• [Stored items]:

----

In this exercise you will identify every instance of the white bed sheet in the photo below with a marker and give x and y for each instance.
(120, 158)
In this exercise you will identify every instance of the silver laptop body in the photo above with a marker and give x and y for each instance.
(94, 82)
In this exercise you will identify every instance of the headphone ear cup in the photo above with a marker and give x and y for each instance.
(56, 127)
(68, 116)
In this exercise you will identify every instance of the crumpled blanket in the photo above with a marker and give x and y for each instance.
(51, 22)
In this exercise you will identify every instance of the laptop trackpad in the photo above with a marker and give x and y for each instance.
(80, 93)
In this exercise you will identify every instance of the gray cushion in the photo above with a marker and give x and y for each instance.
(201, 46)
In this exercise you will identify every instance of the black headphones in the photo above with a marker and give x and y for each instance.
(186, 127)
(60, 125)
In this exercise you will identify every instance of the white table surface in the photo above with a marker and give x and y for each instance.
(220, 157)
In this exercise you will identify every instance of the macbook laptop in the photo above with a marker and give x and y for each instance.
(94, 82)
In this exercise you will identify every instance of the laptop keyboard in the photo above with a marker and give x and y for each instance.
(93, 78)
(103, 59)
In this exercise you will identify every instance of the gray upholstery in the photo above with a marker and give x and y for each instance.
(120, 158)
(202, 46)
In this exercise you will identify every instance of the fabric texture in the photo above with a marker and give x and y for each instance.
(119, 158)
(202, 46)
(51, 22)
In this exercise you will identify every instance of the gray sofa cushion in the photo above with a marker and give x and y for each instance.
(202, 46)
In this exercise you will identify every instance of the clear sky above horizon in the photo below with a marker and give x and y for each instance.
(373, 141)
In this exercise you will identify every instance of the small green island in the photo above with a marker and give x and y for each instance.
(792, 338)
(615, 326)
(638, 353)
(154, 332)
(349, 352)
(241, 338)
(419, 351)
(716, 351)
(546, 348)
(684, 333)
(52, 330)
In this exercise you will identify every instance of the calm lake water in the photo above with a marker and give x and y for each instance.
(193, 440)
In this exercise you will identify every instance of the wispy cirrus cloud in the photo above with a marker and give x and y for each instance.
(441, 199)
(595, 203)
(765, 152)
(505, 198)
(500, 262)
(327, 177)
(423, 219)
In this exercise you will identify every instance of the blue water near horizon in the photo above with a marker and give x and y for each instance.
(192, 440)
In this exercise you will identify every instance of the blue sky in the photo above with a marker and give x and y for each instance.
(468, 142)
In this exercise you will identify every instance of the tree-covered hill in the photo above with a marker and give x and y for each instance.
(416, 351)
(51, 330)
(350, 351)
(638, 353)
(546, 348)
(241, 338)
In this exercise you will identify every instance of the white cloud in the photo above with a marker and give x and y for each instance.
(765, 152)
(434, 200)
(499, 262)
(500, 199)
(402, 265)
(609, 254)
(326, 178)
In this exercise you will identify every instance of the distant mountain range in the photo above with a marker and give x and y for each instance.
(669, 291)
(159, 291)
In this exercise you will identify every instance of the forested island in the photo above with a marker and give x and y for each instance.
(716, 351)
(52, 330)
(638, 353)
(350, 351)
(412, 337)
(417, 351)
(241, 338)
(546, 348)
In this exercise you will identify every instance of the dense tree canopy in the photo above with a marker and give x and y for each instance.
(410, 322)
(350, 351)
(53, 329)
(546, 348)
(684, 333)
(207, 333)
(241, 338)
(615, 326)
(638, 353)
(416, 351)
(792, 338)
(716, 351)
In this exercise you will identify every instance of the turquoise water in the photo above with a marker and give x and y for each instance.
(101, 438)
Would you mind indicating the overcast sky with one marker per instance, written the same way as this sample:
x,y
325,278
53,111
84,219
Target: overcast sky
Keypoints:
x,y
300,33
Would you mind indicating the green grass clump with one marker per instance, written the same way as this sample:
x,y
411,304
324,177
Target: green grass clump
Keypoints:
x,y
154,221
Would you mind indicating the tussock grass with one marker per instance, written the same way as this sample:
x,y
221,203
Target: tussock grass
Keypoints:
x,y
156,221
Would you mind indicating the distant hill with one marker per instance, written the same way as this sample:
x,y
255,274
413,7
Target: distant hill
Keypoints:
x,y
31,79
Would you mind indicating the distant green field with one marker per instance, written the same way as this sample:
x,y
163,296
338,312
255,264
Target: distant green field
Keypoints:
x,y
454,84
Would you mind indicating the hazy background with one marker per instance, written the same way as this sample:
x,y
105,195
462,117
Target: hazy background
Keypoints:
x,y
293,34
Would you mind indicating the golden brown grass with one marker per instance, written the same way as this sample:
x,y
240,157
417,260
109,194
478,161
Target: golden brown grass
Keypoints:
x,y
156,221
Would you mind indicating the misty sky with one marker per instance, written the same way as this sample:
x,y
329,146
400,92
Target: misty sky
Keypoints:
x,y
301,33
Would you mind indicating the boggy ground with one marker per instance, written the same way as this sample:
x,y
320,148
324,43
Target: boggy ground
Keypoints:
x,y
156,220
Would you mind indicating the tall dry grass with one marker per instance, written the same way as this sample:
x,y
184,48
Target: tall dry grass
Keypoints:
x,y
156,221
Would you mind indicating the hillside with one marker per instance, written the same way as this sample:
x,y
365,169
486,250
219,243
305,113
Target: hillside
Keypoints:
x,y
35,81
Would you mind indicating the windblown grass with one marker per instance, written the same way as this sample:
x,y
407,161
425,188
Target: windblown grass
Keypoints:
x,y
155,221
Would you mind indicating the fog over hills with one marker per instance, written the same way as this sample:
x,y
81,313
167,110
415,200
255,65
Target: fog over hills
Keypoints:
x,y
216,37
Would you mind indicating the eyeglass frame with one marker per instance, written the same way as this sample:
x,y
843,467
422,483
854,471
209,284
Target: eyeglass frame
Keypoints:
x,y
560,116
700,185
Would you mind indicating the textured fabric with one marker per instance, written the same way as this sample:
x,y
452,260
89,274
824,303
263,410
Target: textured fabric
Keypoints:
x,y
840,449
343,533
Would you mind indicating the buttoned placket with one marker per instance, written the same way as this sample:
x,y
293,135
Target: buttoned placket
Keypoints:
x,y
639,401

----

• [Your goal]: Copy each entry exactly. Omit none.

• [Task answer]:
In this exercise you will identify every instance of the white bed sheet in the photo below with a marker and give x and y for each instance.
(120, 158)
In this exercise you will identify every instance of the silver laptop body in the photo above with a marker and give x and y for each instance.
(94, 82)
In this exercise you will identify every instance of the headphone ear cup in the photo above with a marker and give x and y for each instance.
(56, 127)
(68, 116)
In this exercise you will identify every instance of the crumpled blanket in the photo above with a marker and give x and y for each instance.
(51, 22)
In this exercise you will identify every instance of the laptop trackpad in the photo above with a marker and give x and y for each instance.
(80, 93)
In this exercise you will identify every instance of the gray cushion in the photo above with a marker and give x and y for each instance.
(201, 46)
In this exercise you will identify every instance of the black headphones in the photo above with a marker and give x and y for each instance.
(186, 127)
(60, 125)
In this exercise you will identify every instance of the white table surface in the photo above with a marker and give x and y for each instance.
(220, 157)
In this exercise you will identify every instance of the macbook laptop in the photo above with a marker and give x and y for each instance.
(94, 82)
In this exercise you will identify every instance of the laptop keyboard in the photo above with a marker and give x and y for each instance.
(93, 78)
(103, 59)
In this exercise you will identify every instance of the gray upholstery in the photo above with a marker and give x and y for each instance.
(120, 158)
(202, 46)
In this exercise you will identify every instance of the fabric texture in the photo above with a marker and give x and y for each instance.
(119, 158)
(202, 46)
(51, 22)
In this exercise you will identify every instance of the gray sofa cushion in the photo above with a marker and give x and y for each instance.
(202, 46)
In this exercise you will identify every instance of the clear sky above horizon in the photo below with a marker and give x and y for each instance.
(373, 141)
In this exercise you will identify every instance of the small green island in the photo above with a marker and give x and y for each instance.
(792, 338)
(615, 326)
(638, 353)
(154, 332)
(349, 352)
(241, 338)
(419, 351)
(716, 351)
(546, 348)
(684, 333)
(52, 330)
In this exercise you will identify every instance of the calm lake water in the photo above with a marker and give x and y for each instance.
(193, 440)
In this exercise you will identify every instance of the wispy cirrus cloud in the photo above with a marker and give x and y for each instance.
(441, 199)
(595, 203)
(765, 152)
(505, 198)
(500, 262)
(327, 177)
(423, 219)
In this exercise you will identify every instance of the blue water near horizon in the photo above with a marker and give x and y for each instance.
(192, 440)
In this exercise you will identify every instance of the blue sky in the photo above with a marker and give x and y for each instance.
(468, 142)
In this exercise you will identify every instance of the tree-covered hill in the photo above with a marker and give x and y for each instance.
(416, 351)
(51, 330)
(350, 351)
(638, 353)
(546, 348)
(241, 338)
In this exercise you will identify every instance of the white cloud in the photo above with a marker and give x and y for each instance.
(765, 152)
(434, 200)
(499, 262)
(500, 199)
(402, 265)
(609, 254)
(326, 178)
In this exercise you will identify every instance of the distant mountain range in the photo above with a marker and give x and y for each instance.
(669, 291)
(159, 291)
In this exercise you will identify every instance of the forested island in the photo above with a marker and give x and y for each instance.
(716, 351)
(52, 330)
(638, 353)
(350, 351)
(412, 337)
(417, 351)
(241, 338)
(546, 348)
In this exercise you will identify every instance of the dense tree canopy in the photo above with a marker and give x and y for each instance.
(410, 322)
(350, 351)
(53, 329)
(546, 348)
(684, 333)
(207, 333)
(241, 338)
(615, 326)
(638, 353)
(416, 351)
(792, 338)
(716, 351)
In this exercise you will identify every instance of the turquoise water in the photo above with a marker and give x and y for each instance.
(101, 438)
Would you mind indicating the overcast sky with one marker per instance, written the same way as this sample:
x,y
325,278
53,111
84,219
Target: overcast sky
Keypoints:
x,y
300,33
Would you mind indicating the green grass clump with one marker per instance, written the same way as this sample:
x,y
411,304
324,177
Target: green grass clump
Keypoints:
x,y
154,221
Would you mind indicating the tussock grass with one marker per instance, written the same way as this sample:
x,y
221,203
Target: tussock grass
Keypoints:
x,y
156,221
Would you mind indicating the distant hill with one marker per instance, written the same way as this sample:
x,y
255,274
413,7
Target: distant hill
Keypoints:
x,y
31,79
Would you mind indicating the distant green field with one marker per instance, written the same way as this sample:
x,y
163,296
338,312
255,264
Target: distant green field
Keypoints:
x,y
454,84
Would you mind indicating the hazy background with one marker per instance, written the same way as this sample:
x,y
105,195
462,117
Target: hazy background
Keypoints:
x,y
293,34
Would you mind indicating the golden brown grass with one marker per instance, written the same way as this sample:
x,y
240,157
417,260
109,194
478,161
Target: golden brown grass
Keypoints:
x,y
156,221
Would you mind indicating the misty sky with one marker per instance, written the same way as this sample:
x,y
329,146
400,92
Target: misty sky
Keypoints:
x,y
301,33
Would you mind indicating the boggy ground with one marker per instance, written the same way as this sample:
x,y
320,148
324,43
Target: boggy ground
Keypoints:
x,y
156,220
Would you mind indicating the tall dry grass with one marker per instance, written the same way as this sample:
x,y
184,48
Target: tall dry grass
Keypoints:
x,y
156,221
Would you mind indicating the hillside with one marker per instance, written the same way as this sample:
x,y
365,169
486,250
219,243
305,113
Target: hillside
Keypoints:
x,y
35,81
Would you mind indicating the windblown grass with one marker per instance, written the same way as this sample:
x,y
407,161
425,188
Target: windblown grass
Keypoints:
x,y
155,221
Would you mind indicating the fog over hills with one marker per instance, written the same way as this sample:
x,y
81,313
167,110
415,200
255,65
Target: fog over hills
Keypoints:
x,y
216,37
Would you mind indicating the eyeglass frame with one marker per instance, written the same way as this sample:
x,y
843,467
422,483
854,471
209,284
Target: eyeglass frame
Keypoints:
x,y
560,116
700,185
Would you mind indicating the textured fabric with one marker per instance, written the same way as this sample:
x,y
452,260
89,274
824,303
263,410
Target: textured fabric
Keypoints:
x,y
840,449
343,533
Would you mind indicating the buttoned placket with one marker per instance, written the same way as this sample:
x,y
293,135
Target: buttoned placket
Keypoints:
x,y
639,401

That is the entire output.